> _DIRECTIONS_:
From the line containing "# test: point on every instance of the smiling" down to the last line of the material, return those lines verbatim and only those.

> _AVAILABLE DATA_:

┄┄┄┄┄┄┄┄┄┄┄┄┄┄┄┄┄┄┄┄

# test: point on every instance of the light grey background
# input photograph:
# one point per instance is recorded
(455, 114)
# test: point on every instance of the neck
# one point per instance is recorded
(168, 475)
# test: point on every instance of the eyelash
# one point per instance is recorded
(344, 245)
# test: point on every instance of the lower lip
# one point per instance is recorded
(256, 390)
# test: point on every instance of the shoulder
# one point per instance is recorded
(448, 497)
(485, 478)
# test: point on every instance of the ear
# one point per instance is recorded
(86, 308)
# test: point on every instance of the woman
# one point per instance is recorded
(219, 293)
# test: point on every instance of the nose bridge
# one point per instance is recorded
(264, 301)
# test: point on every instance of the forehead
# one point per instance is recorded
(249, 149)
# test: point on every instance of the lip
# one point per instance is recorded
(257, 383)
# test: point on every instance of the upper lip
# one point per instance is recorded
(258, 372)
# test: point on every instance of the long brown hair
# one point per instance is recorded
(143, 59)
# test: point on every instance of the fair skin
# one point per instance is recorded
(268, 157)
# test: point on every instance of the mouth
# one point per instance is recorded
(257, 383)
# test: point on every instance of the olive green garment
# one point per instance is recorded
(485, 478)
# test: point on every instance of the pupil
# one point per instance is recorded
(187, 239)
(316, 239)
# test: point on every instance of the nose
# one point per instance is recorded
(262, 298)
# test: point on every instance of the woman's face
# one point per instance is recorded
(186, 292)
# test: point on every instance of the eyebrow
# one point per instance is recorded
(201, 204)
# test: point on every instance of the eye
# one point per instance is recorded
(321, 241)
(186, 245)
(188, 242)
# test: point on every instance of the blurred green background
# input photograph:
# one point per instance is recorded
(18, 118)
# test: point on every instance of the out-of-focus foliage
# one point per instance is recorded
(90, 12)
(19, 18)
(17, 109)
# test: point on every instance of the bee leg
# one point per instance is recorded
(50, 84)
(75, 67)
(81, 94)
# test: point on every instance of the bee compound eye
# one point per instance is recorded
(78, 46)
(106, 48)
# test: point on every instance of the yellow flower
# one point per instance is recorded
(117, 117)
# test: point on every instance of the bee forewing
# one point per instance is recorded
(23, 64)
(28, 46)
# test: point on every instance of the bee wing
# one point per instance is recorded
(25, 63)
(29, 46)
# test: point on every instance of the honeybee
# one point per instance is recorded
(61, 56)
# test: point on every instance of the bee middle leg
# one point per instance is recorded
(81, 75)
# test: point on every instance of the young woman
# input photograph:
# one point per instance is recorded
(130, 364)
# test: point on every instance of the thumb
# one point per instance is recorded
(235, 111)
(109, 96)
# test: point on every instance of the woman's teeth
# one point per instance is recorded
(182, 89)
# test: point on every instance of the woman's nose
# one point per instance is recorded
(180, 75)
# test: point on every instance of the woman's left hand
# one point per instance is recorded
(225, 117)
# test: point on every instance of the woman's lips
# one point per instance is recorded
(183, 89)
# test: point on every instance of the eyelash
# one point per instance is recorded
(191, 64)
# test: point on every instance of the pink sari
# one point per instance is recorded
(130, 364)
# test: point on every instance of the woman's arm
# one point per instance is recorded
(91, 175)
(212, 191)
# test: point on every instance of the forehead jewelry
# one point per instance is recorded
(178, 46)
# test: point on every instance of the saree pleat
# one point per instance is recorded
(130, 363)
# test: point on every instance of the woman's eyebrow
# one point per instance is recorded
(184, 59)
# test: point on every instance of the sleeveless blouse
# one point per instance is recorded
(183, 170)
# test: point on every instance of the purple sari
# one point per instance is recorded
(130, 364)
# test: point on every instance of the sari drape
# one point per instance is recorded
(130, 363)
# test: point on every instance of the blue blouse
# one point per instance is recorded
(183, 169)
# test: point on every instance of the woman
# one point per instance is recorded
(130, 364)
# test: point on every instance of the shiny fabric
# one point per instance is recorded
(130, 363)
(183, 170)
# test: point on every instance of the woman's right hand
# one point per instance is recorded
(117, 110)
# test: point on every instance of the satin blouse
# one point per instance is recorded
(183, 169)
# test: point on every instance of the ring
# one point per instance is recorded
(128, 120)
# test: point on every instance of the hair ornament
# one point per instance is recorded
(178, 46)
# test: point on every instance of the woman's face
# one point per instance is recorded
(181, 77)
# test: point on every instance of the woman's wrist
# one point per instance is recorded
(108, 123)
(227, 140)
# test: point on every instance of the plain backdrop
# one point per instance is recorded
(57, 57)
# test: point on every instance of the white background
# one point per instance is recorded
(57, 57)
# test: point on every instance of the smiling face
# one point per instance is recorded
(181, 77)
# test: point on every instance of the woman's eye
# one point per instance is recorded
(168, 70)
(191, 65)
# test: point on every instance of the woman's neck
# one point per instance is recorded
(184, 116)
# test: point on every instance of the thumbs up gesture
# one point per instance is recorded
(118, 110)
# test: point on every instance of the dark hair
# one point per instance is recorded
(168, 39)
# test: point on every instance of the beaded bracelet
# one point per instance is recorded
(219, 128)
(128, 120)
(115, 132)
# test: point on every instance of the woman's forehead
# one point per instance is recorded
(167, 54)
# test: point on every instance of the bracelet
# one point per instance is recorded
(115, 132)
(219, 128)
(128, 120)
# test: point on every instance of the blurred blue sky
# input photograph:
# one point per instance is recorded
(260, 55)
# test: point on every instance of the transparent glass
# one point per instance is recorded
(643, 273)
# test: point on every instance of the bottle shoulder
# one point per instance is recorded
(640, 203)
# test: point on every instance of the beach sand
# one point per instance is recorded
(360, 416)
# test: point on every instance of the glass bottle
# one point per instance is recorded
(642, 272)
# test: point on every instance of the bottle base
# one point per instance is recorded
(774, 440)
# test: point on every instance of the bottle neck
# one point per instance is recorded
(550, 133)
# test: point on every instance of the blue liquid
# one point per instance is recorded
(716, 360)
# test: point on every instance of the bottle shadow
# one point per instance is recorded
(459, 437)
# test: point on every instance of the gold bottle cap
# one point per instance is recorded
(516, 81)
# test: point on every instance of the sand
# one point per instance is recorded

┄┄┄┄┄┄┄┄┄┄┄┄┄┄┄┄┄┄┄┄

> _WRITTEN RESPONSE_:
# test: point on every instance of the smiling face
# one point per instance is recorded
(181, 77)
# test: point on every instance of the woman's eye
# one point per instance is recorded
(168, 70)
(191, 65)
# test: point on every instance of the woman's neck
# one point per instance is recorded
(184, 116)
# test: point on every instance of the thumbs up gesture
# one point per instance is recorded
(118, 110)
# test: point on every instance of the dark hair
# one point per instance is recorded
(168, 39)
# test: point on every instance of the beaded bracelet
# one point per instance is recorded
(219, 128)
(128, 120)
(115, 132)
# test: point on every instance of the woman's forehead
# one point per instance is recorded
(167, 54)
# test: point on every instance of the bracelet
# one point per instance is recorded
(115, 132)
(219, 128)
(128, 120)
# test: point on every instance of the blurred blue sky
# input photograph:
# one point per instance is recorded
(260, 55)
# test: point on every instance of the transparent glass
# one point per instance is recorded
(643, 273)
# test: point on every instance of the bottle shoulder
# one point per instance is recorded
(640, 203)
# test: point on every instance of the beach sand
# one point per instance is recorded
(360, 416)
# test: point on every instance of the glass bottle
# one point per instance is recorded
(642, 272)
# test: point on every instance of the bottle base
# one point per instance is recorded
(774, 440)
# test: point on every instance of the bottle neck
# one point per instance is recorded
(550, 133)
# test: point on every instance of the blue liquid
# one point per instance is recorded
(716, 360)
# test: point on every instance of the bottle shadow
# one point per instance is recorded
(459, 437)
# test: point on every instance of the gold bottle cap
# one point per instance is recorded
(516, 81)
# test: point on every instance of the sand
# one point per instance is recorded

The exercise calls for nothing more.